* **Task directions**:
How many lines in the material below contain the word "instance"? Write only the number.

* **Data for review**:

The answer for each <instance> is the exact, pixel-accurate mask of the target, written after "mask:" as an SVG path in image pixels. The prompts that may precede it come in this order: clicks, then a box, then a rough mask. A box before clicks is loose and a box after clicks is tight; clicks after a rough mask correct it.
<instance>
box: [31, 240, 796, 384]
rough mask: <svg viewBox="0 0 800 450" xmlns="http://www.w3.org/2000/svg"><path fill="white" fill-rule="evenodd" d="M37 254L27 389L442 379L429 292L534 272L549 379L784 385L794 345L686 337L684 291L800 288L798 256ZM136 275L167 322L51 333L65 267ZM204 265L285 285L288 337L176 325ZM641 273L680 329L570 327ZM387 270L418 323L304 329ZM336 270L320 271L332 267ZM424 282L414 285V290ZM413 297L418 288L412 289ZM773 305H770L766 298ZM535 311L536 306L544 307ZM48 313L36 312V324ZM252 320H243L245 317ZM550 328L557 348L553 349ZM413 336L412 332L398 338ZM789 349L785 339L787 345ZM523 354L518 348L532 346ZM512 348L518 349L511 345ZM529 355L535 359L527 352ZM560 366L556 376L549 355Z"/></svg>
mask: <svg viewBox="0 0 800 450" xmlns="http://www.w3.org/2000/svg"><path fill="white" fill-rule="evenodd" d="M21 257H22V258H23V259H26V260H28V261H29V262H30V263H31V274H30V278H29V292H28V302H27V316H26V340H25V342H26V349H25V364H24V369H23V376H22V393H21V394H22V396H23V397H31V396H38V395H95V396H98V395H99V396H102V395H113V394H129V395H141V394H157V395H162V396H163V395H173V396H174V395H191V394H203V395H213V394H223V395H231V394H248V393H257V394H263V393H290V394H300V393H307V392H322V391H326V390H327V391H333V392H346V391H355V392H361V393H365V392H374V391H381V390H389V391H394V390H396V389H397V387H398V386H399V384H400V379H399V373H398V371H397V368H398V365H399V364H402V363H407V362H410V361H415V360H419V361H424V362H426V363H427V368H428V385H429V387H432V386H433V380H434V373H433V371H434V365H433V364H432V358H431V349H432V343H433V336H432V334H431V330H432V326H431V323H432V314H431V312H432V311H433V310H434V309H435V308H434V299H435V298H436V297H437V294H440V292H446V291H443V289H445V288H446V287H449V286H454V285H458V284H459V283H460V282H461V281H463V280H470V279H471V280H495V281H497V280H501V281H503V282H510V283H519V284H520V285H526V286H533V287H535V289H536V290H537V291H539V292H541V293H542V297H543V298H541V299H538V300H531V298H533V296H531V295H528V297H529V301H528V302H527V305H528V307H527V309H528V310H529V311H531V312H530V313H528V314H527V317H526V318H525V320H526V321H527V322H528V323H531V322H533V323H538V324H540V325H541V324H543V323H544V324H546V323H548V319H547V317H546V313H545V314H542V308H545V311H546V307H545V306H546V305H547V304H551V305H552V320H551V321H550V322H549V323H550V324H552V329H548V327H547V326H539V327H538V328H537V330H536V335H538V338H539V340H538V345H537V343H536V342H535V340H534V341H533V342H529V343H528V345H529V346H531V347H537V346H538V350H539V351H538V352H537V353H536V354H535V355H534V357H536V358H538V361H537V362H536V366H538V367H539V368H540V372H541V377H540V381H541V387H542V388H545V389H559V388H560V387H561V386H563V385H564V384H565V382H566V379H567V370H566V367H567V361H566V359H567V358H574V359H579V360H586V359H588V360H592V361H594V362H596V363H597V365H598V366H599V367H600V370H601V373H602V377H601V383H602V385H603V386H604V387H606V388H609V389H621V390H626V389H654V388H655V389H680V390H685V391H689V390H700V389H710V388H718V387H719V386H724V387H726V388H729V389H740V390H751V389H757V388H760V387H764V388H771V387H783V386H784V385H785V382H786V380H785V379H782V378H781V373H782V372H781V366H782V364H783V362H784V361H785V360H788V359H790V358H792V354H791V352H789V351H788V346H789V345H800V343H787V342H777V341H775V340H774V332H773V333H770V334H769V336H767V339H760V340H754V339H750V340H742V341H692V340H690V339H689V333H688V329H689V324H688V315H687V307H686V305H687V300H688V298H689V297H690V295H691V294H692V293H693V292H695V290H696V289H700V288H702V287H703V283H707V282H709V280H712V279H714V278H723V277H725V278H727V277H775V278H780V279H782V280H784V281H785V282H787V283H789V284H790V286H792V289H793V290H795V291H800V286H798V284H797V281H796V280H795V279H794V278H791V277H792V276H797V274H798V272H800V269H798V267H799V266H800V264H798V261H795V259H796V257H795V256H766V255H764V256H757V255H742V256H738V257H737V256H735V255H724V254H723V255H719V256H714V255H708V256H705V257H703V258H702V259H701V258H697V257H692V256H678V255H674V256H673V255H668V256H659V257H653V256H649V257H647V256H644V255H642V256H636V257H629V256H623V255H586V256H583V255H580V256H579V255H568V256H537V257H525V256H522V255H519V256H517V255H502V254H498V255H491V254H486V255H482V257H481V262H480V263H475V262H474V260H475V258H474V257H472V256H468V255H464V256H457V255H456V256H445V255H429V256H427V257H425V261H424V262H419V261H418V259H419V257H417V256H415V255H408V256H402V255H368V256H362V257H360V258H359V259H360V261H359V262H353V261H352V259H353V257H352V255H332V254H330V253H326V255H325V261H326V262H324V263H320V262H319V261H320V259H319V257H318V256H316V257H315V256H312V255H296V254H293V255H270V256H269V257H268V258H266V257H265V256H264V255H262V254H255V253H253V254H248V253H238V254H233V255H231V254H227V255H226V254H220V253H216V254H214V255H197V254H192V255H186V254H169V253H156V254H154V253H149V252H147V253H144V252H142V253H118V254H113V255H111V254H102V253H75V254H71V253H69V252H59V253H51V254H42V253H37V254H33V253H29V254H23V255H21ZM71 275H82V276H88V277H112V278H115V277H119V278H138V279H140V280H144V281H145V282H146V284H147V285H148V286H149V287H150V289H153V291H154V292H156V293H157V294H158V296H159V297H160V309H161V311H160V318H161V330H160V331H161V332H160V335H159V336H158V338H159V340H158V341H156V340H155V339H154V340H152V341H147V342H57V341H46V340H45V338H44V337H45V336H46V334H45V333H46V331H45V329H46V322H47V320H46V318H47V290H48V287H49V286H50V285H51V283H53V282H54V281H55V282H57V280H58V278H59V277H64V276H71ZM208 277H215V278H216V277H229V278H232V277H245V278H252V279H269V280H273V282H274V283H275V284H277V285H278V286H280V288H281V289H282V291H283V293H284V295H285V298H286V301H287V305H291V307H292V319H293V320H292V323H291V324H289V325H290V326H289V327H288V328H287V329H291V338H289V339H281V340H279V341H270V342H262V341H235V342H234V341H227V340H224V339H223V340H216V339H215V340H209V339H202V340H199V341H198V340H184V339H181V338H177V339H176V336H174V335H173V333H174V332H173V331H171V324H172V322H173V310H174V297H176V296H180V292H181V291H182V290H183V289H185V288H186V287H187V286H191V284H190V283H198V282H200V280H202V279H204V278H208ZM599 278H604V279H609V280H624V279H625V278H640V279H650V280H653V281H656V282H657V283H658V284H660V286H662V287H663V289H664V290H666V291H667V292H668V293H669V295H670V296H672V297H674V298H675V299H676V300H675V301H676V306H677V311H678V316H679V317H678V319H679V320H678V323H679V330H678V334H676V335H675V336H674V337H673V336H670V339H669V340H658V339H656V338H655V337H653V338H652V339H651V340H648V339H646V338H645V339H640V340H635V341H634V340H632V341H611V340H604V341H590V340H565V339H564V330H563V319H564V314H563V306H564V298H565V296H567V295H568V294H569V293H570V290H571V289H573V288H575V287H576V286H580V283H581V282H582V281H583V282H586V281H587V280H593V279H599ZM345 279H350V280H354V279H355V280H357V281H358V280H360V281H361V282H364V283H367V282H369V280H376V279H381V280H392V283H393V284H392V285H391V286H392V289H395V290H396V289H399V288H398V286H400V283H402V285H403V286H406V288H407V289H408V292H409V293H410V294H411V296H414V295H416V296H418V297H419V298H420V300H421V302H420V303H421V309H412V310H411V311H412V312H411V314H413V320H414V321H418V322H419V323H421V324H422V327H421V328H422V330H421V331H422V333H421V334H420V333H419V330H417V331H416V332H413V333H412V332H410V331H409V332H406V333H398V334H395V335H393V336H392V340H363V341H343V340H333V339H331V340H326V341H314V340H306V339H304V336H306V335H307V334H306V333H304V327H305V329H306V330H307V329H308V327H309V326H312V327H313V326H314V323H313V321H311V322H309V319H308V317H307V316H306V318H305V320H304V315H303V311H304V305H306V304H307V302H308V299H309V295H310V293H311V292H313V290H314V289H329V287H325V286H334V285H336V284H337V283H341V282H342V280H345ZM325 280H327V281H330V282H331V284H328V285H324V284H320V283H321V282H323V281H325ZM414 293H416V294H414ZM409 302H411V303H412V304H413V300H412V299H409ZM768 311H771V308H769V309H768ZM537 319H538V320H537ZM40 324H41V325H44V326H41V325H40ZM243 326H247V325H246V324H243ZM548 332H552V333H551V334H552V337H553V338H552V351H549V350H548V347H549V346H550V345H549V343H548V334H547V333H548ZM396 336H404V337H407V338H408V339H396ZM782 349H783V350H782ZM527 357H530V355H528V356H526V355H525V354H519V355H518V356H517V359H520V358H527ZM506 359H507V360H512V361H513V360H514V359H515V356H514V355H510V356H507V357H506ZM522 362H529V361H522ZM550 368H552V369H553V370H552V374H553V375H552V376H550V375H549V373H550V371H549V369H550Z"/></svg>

* **Response area**:
2